**Task material**
────────────────────────────────────────
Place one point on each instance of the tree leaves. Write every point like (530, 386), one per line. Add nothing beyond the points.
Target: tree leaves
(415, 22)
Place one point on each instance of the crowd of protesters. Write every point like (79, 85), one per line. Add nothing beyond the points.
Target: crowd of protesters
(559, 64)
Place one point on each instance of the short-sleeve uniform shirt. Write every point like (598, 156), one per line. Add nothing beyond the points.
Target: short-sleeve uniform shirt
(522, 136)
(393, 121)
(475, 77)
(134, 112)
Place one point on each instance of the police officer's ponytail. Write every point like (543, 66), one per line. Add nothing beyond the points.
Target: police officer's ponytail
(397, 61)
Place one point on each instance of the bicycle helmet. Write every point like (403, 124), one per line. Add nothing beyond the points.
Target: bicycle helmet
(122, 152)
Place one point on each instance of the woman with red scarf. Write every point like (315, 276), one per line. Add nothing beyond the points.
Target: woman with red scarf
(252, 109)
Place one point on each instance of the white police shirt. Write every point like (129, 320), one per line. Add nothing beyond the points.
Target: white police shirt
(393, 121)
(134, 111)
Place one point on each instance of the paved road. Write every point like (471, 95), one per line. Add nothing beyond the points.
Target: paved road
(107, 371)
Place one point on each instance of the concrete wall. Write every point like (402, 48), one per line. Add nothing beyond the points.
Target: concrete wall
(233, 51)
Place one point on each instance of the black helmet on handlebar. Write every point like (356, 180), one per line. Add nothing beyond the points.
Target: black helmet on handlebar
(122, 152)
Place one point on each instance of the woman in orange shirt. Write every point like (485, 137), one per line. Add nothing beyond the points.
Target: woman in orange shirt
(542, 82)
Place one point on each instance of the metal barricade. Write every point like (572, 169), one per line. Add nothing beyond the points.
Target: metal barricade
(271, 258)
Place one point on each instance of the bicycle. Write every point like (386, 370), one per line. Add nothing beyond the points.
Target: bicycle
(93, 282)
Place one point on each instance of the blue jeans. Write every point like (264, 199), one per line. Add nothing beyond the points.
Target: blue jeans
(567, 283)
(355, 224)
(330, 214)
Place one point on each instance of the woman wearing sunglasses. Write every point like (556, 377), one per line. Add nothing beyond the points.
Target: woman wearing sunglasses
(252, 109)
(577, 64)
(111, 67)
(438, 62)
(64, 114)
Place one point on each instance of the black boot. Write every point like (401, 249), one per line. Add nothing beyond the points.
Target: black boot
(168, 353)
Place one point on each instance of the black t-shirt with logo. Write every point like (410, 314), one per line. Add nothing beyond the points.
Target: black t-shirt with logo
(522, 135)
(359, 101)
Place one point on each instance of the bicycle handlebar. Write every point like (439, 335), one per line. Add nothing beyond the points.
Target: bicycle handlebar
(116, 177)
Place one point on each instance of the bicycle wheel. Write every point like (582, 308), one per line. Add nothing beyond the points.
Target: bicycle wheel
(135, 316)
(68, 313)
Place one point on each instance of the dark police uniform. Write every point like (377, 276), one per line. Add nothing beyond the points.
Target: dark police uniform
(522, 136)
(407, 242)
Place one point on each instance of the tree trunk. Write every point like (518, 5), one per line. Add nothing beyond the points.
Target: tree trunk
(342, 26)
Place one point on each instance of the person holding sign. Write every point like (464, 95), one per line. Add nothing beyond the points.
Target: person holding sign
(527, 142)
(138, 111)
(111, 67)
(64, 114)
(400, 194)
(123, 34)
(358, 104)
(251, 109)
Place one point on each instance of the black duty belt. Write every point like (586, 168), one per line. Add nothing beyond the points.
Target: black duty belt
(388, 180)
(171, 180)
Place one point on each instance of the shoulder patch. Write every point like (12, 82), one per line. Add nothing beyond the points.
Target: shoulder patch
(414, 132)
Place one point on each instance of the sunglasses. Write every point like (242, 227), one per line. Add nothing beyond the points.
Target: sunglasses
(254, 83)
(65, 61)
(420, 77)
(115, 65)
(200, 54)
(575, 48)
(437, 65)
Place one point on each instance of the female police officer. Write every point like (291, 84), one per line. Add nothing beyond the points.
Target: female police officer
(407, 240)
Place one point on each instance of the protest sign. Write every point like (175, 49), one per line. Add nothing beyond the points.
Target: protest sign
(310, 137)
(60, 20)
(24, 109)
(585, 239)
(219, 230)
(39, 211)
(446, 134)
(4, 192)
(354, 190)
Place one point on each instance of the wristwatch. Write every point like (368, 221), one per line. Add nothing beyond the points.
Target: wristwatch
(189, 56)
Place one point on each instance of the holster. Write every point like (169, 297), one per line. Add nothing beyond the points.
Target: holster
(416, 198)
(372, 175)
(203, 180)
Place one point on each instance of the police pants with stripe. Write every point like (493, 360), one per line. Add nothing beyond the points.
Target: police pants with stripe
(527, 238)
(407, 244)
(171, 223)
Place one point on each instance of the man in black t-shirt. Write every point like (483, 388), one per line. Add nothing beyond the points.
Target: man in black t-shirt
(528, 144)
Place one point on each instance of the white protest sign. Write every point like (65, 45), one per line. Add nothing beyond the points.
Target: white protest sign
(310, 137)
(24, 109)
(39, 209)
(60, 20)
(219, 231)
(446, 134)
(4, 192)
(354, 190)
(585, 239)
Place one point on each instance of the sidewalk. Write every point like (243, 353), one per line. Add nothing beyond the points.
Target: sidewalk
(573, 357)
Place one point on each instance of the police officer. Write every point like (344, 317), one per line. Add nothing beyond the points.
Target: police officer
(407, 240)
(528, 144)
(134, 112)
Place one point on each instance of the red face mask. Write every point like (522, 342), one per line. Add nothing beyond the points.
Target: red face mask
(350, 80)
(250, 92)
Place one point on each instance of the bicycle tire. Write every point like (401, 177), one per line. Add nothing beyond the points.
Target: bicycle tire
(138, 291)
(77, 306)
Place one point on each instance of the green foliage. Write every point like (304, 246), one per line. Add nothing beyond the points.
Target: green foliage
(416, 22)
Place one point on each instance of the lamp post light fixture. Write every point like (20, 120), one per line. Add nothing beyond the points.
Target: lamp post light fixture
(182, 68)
────────────────────────────────────────
**What you are asked to do**
Extract each entry in full and write it down exactly.

**Solved exercise**
Place one point on each instance of the tree leaves. Write every point like (530, 386), one per line. Add nothing beyond the points.
Target: tree leaves
(415, 22)
Place one point on each instance of the crowd of protesters. Write every point like (79, 85), one per line. Add nothing beyond the points.
Target: crowd of protesters
(559, 64)
Place one point on each instance of the short-sleeve uniform shirt. Write every point like (598, 156), one per line. Add nothing beyond the points.
Target: short-sleeve uniform shirt
(522, 136)
(393, 121)
(475, 77)
(134, 112)
Place one point on each instance of the police officer's ponytail. Write every point like (543, 66), one per line. Add nothing beyond the points.
Target: police officer's ponytail
(397, 61)
Place one point on each instance of the bicycle helmet. Write every point like (403, 124), one per line. Add nothing beyond the points.
Target: bicycle helmet
(122, 152)
Place one point on each instance of the woman with red scarf. Write every point like (315, 276), one per line. Add nothing beyond the points.
Target: woman with red scarf
(252, 109)
Place one point on each instance of the white police shirt. Write every point like (129, 320), one per line. Add nothing beyond the points.
Target: white police shirt
(393, 121)
(134, 111)
Place one point on each instance of the paved road. Write every point like (471, 95), one per line. Add nothing beyond the points.
Target: paved road
(107, 371)
Place one point on each instance of the concrete wall. Write every point like (402, 48), one per line. Add nothing beyond the points.
Target: concrete wall
(233, 51)
Place one point on each instance of the black helmet on handlebar. Write every point like (356, 180), one per line. Add nothing beyond the points.
Target: black helmet on handlebar
(122, 152)
Place one point on each instance of the woman in orange shirt. Write every point like (485, 137), one per line. Add nothing beyond the points.
Target: woman in orange shirt
(542, 82)
Place one point on each instance of the metal barricade. Write every point like (572, 169), one per line. Add nothing beyond the points.
Target: metal barricade
(271, 258)
Place one point on each instance of the bicycle. Write every point like (386, 370), one per line. Add nothing beyond the points.
Target: bicycle
(93, 282)
Place one point on each instance of the blue jeans. Write every point like (264, 199), one per line. Add nothing beyond the points.
Target: blue jeans
(567, 283)
(355, 224)
(330, 214)
Place one point on each instance of the woman wearing sunglasses. Write every point like (556, 377), one per line. Add nothing beyond the points.
Target: woman wearing sunglasses
(252, 109)
(577, 64)
(111, 67)
(438, 62)
(64, 114)
Place one point on each instance of the black boot. Write every point like (401, 249), one per line. Add nothing beyond the points.
Target: black boot
(168, 353)
Place one point on each instance of the black t-shirt with logo. Write every point like (410, 314), one per line. Add nothing beyond the points.
Target: black t-shirt with logo
(522, 135)
(359, 101)
Place one point on each instance of the bicycle handlebar. Write every point like (439, 335), one per line. Add nothing beyond the points.
Target: bicycle handlebar
(116, 177)
Place one point on each instance of the bicycle wheel. Write every point like (582, 308), one per line. Add nothing beyond the points.
Target: bicycle wheel
(135, 316)
(68, 313)
Place one point on each instance of the dark police uniform. Write every point like (377, 276), one per line. Add nothing beyond the points.
Target: dark police uniform
(522, 136)
(407, 242)
Place one point on each instance of the tree trunk. Write every point like (518, 5), one per line. Add nothing beyond the points.
Target: tree trunk
(342, 26)
Place one point on each instance of the person holding sign. Write every point like (464, 95), one per line. Add nothing beyond the points.
Target: person holding sign
(527, 142)
(138, 111)
(111, 67)
(64, 114)
(400, 194)
(123, 34)
(358, 104)
(251, 109)
Place one point on each instance of the black duty belt. Write every point like (586, 168), one per line. Add nothing beyond the points.
Target: black duty belt
(388, 180)
(171, 180)
Place one point on each instance of the shoulder patch. Write every point like (12, 82), one per line. Add nothing beyond the points.
Target: shoulder patch
(414, 132)
Place one point on each instance of the sunglasses. Write every point like (242, 227), one per line. Add nothing beyond the points.
Target: sunglasses
(254, 83)
(65, 61)
(420, 77)
(115, 65)
(200, 54)
(575, 48)
(437, 65)
Place one point on each instance of the female police officer. Write every point like (291, 84), one per line. Add nothing beyond the points.
Target: female police officer
(407, 240)
Place one point on each instance of the protest sign. Write every point like (175, 49), one per line. Add nothing beyond the points.
Target: protest sign
(310, 137)
(60, 20)
(24, 109)
(585, 239)
(219, 230)
(39, 211)
(446, 134)
(4, 192)
(354, 190)
Place one point on each instance of the wristwatch. Write every point like (368, 221), one per line. Add nothing beyond the points.
Target: wristwatch
(189, 56)
Place one point on each instance of the holster. Write every point like (169, 297), one per line. Add nothing beyond the points.
Target: holster
(416, 198)
(372, 175)
(203, 180)
Place one point on each instance of the police pants with stripe. Write every point like (493, 360), one per line. Add nothing beyond the points.
Target: police pants with stripe
(527, 238)
(407, 244)
(171, 223)
Place one point on each instance of the man in black t-shirt. Write every point like (483, 388), one per line. Add nothing beyond the points.
Target: man in black t-shirt
(528, 144)
Place one point on each instance of the white protest sign. Write every point like (65, 45), one per line. Add nothing beyond the points.
Target: white protest sign
(310, 137)
(24, 109)
(39, 209)
(60, 20)
(219, 231)
(446, 134)
(4, 192)
(354, 190)
(585, 239)
Place one point on each instance of the sidewalk. Write every point like (243, 353), one per line. Add nothing beyond the points.
Target: sidewalk
(573, 357)
Place one point on each instance of the police officer. Write every point like (344, 317), one per line. Add nothing beyond the points.
Target: police officer
(407, 240)
(528, 144)
(134, 112)
Place one point on each instance of the red face mask. Write every point like (522, 342), one per line. Add nothing beyond the points.
Target: red face mask
(350, 80)
(250, 92)
Place one point on each instance of the bicycle tire. Write every point like (401, 177), one per line. Add nothing beyond the points.
Target: bicycle tire
(138, 291)
(77, 306)
Place one point on each instance of the green foliage. Write every point like (304, 246), one per line. Add nothing beyond the points.
Target: green foliage
(416, 22)
Place one point on each instance of the lamp post light fixture. Write every point like (20, 120), one per line. Add nothing beyond the points.
Target: lamp post light fixture
(182, 68)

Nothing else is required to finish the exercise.